(Petunjuk Latihan)
• a. Tuliskan ulang tanpa perubahan bagian kutipan tentang shalat gerhana yang diawali kata-kata yang memuat "Barangsiapa yang menunjuki" dan diakhiri "disyariatkan shalat gerhana.".
• b. Tentukan apakah setiap pernyataan di bawah ini sesuai dengan kutipan tentang shalat gerhana. Jawab dengan ya atau tidak, disertai kata-kata penentu dari kutipan yang dikutip persis.
(i) Shalat gerhana hanya disyariatkan bagi orang yang melihat sendiri gerhana.
(ii) Jika gerhana tidak bisa dilihat karena hujan atau mendung, shalat gerhana tidak disyariatkan.
(iii) Hadis yang dikutip diriwayatkan oleh Muslim dengan nomor 1893.
• c. Menurut kutipan tentang shalat gerhana, apa yang dimaksud dengan adadut tawatur?

Media Sebagai Bagian Dari Dakwah untuk menyampaikan Islam yang Rahmatan lil 'Alamin dengan Aqidah Ahlussunnah Wal Jama'ah.


Barangsiapa yang menunjuki kepada kebaikan maka dia akan mendapatkan pahala seperti pahala orang yang mengerjakannya” (HR. Muslim no. 1893)

Minggu, 06 Maret 2016

Shalat Gerhana

Pertanyaan:
a).Disyariatkannya shalat gerhana apakah hanya bagi orang-orang yang melihat sendiri gerhana?
Jawaban:
Shalat gerhana tidak hanya disyariatkan bagi orang yang melihat sendiri, namun juga disyariatkan bagi orang-orang yang mendapat kabar melihat gerhana dari adadut tawatur (sejumlah orang yang menurut tradisi tidak dimungkinkan untuk bersepakat dalam kebohongan).
b).Jika terjadi hujan atau mendung, sehingga gerhana tidak bisa dilihat (terhalang-halangi) apakah masih tetap disyariatkan shalat gerhana?
Jawaban:
Jika terjadi hujan atau mendung, sehingga gerhana tidak bisa dilihat, maka tidak disyariatkan shalat gerhana.

(Cuplikan Materi)
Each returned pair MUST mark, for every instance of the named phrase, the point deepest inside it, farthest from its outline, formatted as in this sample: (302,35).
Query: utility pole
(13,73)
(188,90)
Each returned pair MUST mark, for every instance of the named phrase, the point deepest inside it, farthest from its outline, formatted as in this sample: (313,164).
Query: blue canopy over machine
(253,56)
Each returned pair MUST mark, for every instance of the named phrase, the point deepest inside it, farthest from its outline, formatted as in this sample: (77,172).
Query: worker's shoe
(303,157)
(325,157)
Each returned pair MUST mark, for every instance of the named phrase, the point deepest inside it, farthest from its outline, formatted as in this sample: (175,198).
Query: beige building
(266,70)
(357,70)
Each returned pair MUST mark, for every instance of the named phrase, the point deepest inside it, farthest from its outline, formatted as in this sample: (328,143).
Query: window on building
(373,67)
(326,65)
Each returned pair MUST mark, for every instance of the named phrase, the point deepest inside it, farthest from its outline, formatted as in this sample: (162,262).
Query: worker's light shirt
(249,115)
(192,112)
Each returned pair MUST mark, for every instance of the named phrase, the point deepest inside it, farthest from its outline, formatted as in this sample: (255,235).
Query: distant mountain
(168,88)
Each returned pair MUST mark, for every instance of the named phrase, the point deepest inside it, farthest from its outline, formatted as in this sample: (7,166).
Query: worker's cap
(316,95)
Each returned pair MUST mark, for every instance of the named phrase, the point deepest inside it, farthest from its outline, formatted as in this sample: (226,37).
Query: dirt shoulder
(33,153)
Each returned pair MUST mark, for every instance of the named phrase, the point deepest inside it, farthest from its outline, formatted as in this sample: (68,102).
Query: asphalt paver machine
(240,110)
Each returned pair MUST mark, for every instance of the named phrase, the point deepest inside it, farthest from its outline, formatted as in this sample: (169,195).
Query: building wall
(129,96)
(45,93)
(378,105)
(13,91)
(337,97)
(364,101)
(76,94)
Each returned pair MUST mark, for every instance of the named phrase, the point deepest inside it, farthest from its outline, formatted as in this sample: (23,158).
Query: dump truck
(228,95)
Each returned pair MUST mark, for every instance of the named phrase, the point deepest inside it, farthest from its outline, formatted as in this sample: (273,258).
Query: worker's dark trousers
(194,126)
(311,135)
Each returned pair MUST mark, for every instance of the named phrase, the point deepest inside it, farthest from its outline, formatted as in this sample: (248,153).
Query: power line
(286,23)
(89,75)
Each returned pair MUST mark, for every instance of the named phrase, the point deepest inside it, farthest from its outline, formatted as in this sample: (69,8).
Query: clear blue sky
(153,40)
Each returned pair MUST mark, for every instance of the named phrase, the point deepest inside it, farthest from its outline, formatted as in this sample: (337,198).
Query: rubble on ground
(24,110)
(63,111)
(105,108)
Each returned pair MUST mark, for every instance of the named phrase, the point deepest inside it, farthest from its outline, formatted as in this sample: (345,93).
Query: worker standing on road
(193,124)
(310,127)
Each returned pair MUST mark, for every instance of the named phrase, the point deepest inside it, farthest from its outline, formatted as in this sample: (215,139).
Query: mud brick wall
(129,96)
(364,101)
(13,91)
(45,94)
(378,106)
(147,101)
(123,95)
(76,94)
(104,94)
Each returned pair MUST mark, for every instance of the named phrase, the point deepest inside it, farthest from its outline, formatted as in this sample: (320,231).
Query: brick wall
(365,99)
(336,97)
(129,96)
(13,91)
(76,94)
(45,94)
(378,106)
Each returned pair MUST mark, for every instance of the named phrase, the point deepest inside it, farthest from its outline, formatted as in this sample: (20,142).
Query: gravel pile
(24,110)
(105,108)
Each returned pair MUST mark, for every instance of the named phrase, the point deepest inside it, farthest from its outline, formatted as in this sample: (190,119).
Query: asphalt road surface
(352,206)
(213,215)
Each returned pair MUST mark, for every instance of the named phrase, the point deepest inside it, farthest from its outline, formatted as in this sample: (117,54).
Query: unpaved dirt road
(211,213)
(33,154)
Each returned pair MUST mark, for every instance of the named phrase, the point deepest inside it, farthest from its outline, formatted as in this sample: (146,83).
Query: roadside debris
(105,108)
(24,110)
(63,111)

(Daftar Jawaban)
• a.
Barangsiapa yang menunjuki kepada kebaikan maka dia akan mendapatkan pahala seperti pahala orang yang mengerjakannya” (HR. Muslim no. 1893)

Minggu, 06 Maret 2016

Shalat Gerhana

Pertanyaan:
a).Disyariatkannya shalat gerhana apakah hanya bagi orang-orang yang melihat sendiri gerhana?
Jawaban:
Shalat gerhana tidak hanya disyariatkan bagi orang yang melihat sendiri, namun juga disyariatkan bagi orang-orang yang mendapat kabar melihat gerhana dari adadut tawatur (sejumlah orang yang menurut tradisi tidak dimungkinkan untuk bersepakat dalam kebohongan).
b).Jika terjadi hujan atau mendung, sehingga gerhana tidak bisa dilihat (terhalang-halangi) apakah masih tetap disyariatkan shalat gerhana?
Jawaban:
Jika terjadi hujan atau mendung, sehingga gerhana tidak bisa dilihat, maka tidak disyariatkan shalat gerhana.

• b.
(i) Tidak: "Shalat gerhana tidak hanya disyariatkan bagi orang yang melihat sendiri"
(ii) Ya: "Jika terjadi hujan atau mendung, sehingga gerhana tidak bisa dilihat, maka tidak disyariatkan shalat gerhana."
(iii) Ya: "(HR. Muslim no. 1893)"

• c. Sejumlah orang yang menurut tradisi tidak dimungkinkan untuk bersepakat dalam kebohongan.